_STORED DATA:_

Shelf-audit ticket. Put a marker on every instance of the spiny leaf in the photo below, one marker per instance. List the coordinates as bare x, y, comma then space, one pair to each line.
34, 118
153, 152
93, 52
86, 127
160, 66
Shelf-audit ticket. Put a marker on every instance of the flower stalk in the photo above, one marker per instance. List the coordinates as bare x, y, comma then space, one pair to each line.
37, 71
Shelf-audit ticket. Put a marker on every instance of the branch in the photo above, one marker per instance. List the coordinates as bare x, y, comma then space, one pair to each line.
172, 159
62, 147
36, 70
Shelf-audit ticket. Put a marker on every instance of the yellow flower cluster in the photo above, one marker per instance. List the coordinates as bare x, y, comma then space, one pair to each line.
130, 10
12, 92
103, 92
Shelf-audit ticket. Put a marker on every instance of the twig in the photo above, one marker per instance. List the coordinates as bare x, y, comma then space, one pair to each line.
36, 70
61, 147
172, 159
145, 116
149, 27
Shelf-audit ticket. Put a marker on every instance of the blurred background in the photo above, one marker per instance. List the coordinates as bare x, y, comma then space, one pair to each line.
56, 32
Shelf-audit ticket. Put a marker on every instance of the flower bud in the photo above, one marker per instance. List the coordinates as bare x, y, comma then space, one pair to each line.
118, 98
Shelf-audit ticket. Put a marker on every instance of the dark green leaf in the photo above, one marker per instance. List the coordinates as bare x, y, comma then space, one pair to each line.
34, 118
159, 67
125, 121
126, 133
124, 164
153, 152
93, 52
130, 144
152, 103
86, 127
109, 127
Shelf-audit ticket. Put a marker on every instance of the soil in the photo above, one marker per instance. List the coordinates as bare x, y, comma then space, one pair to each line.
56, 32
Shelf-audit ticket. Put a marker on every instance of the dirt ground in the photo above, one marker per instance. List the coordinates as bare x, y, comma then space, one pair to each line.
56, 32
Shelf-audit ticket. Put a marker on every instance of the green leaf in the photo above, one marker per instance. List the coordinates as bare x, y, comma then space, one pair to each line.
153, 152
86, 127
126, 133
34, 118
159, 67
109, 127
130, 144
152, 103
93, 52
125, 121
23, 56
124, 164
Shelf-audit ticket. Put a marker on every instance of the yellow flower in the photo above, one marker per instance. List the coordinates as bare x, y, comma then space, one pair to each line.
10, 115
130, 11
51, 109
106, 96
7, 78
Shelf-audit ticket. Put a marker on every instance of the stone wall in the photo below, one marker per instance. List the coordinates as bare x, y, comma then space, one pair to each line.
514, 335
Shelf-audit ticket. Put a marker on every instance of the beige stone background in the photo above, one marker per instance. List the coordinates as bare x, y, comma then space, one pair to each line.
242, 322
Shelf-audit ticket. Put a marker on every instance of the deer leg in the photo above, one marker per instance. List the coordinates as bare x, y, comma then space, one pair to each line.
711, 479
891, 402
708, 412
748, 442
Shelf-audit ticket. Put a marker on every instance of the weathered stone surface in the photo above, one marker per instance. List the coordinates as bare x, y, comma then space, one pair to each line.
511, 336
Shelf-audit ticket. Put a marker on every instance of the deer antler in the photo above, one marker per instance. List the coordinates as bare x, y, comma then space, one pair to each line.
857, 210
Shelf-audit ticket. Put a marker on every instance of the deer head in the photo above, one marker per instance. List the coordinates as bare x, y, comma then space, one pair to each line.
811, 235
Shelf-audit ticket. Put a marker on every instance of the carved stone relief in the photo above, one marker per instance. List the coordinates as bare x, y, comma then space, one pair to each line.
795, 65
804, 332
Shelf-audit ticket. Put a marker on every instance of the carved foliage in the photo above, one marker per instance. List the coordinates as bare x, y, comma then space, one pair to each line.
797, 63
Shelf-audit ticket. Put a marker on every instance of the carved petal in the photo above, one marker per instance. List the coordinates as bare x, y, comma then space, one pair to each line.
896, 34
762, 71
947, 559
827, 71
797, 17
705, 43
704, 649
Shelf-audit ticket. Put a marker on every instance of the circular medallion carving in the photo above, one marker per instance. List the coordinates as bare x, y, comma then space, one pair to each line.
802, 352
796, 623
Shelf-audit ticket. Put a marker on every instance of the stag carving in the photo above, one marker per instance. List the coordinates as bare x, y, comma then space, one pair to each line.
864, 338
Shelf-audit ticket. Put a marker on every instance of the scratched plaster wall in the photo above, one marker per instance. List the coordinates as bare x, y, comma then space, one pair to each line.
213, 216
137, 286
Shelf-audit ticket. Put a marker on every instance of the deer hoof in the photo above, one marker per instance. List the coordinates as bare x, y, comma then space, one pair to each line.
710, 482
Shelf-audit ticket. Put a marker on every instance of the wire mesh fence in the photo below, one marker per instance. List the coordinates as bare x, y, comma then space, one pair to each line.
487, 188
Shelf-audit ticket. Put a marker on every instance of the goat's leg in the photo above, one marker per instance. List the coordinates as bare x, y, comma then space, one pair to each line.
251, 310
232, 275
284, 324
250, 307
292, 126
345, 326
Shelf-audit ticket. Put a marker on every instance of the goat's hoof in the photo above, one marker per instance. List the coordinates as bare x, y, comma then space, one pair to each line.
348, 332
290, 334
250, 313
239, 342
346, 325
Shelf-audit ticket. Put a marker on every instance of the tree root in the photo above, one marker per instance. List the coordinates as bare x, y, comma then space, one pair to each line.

_WORK TO COMPLETE:_ Take the entries above and copy them out exactly.

_RESPONSE TO THE EXERCISE:_
Shelf-audit ticket. Put a marker on every instance of the spiny leaf in the photo below, one marker per instance. List the coordinates as bare x, y, comma then space, one pair to each line.
34, 118
153, 152
93, 52
86, 127
160, 66
Shelf-audit ticket. Put a marker on every instance of the flower stalk in the photo above, one marker per instance. List the coordinates as bare x, y, comma then space, one pair to each line.
37, 71
Shelf-audit ticket. Put a marker on every instance of the branch in the photo above, one marker per instance. List the coordinates as bare x, y, comma then space, one pair to each line.
172, 159
62, 147
36, 70
Shelf-audit ticket. Put a marker on every instance of the yellow flower cluster in the photo above, one marker per instance. List the coordinates as bare x, y, comma then space, one pair to each line.
130, 10
12, 92
103, 92
Shelf-audit ticket. Put a marker on every instance of the twig in the photo above, one marker per instance. List the coordinates as bare x, y, comma then space, one pair to each line.
36, 70
61, 147
172, 159
145, 116
149, 27
Shelf-audit ticket. Put a marker on every instance of the blurred background in the photo above, one marker per instance. List the coordinates as bare x, y, comma then space, one pair to each line.
56, 32
Shelf-audit ticket. Put a marker on every instance of the flower bud in the photo above, one marker per instance. List the coordinates as bare x, y, comma then space, one pair to each line.
118, 98
Shelf-audit ticket. Put a marker on every instance of the dark green leaf in the photo above, one marker per instance. List the coordinates as bare x, y, comma then space, one pair to each line.
34, 118
159, 67
125, 121
126, 133
124, 164
153, 152
93, 52
130, 144
152, 103
86, 127
109, 127
Shelf-audit ticket. Put a marker on every instance of the soil in the photo above, one marker per instance. List the coordinates as bare x, y, comma then space, one pair to each line.
56, 32
Shelf-audit ticket. Put a marker on every instance of the dirt ground in the photo above, one marker per instance. List the coordinates as bare x, y, comma then space, one pair to each line.
56, 32
Shelf-audit ticket. Put a marker on every instance of the green leaf in the photo above, one marker per instance. List the coordinates as bare x, y, comma then space, one pair to each line.
153, 152
86, 127
126, 133
34, 118
159, 67
109, 127
130, 144
152, 103
93, 52
125, 121
23, 56
124, 164
Shelf-audit ticket. Put a marker on every instance of the yellow flower in the photo above, one marker per instance. List the coordinates as bare x, y, comma then space, one pair to each line.
10, 115
130, 11
51, 109
106, 96
7, 78
Shelf-audit ticket. Put a marker on every instance of the stone wall in the photo below, one marker per instance. List the coordinates as bare x, y, comma then space, one pair to each line.
514, 335
Shelf-audit ticket. Put a marker on every instance of the beige stone background in the photo above, one marker per instance. List the coordinates as bare x, y, comma then space, one pair to each line.
242, 322
Shelf-audit ticket. Put a marker on every instance of the deer leg in the photo above, one marker per instance. List the coordinates as bare x, y, comma then space, one pair to each line.
711, 479
891, 402
708, 412
748, 442
Shelf-audit ticket. Put a marker on every instance of the weathered stone surface in the photo above, one marker per instance. List the coordinates as bare x, y, comma then space, one pair to each line.
511, 336
Shelf-audit ticket. Put a marker on every instance of the deer antler in the photo above, one marker per instance. List the coordinates as bare x, y, comma then space, one pair to each line.
857, 210
Shelf-audit ticket. Put a marker on every instance of the deer head in the photo above, one marker per instance. List the coordinates as bare x, y, comma then space, one pair to each line.
811, 235
Shelf-audit ticket. Put a marker on every instance of the carved stone relief in the photo above, one marker per instance. List the coordinates as bare x, y, comma then space, one pair to each line.
795, 65
804, 332
Shelf-audit ticket. Put a marker on every instance of the carved foliage in the photo above, one marker per instance. List the coordinates as bare x, y, comma then space, one pair to each line.
797, 63
Shelf-audit ticket. Put a marker on every instance of the carved petal in the photo above, one marker per instance. List the coordinates as bare x, y, comma then space, one pair to each line.
896, 34
762, 71
947, 559
827, 71
797, 17
705, 43
704, 649
Shelf-audit ticket. Put a marker on every instance of the circular medallion carving in the photo above, one marker per instance. List the coordinates as bare x, y, comma then space, one pair to each line.
802, 352
796, 623
Shelf-audit ticket. Put a marker on every instance of the stag carving in the photo above, one marker per instance. List the coordinates as bare x, y, comma then space, one pair to each line.
864, 338
Shelf-audit ticket. Put a marker on every instance of the scratched plaster wall in the photo above, one marker per instance. List the coordinates as bare x, y, comma then space, one pair to each line.
213, 216
137, 286
Shelf-audit ticket. Put a marker on every instance of the deer hoof in the photo above, one marker per instance. List the coordinates as bare x, y, comma then space, one pair to each line.
710, 482
Shelf-audit ticket. Put a marker on every instance of the wire mesh fence in the photo below, one marker per instance. List the coordinates as bare x, y, comma then space, one pair to each line.
487, 188
Shelf-audit ticket. Put a marker on every instance of the goat's leg in the photo above, one marker per instance. List the coordinates as bare x, y, comma then space, one pair to each line.
251, 310
232, 275
284, 324
250, 307
292, 126
345, 326
Shelf-audit ticket. Put a marker on every instance of the goat's hoof in the photo above, one marker per instance. List the coordinates as bare x, y, comma then space, one pair to each line.
348, 332
290, 334
250, 313
239, 342
346, 325
Shelf-audit ticket. Put a marker on every instance of the tree root in the photo above, one marker per instance. List the coordinates as bare x, y, comma then space, one pair to each line.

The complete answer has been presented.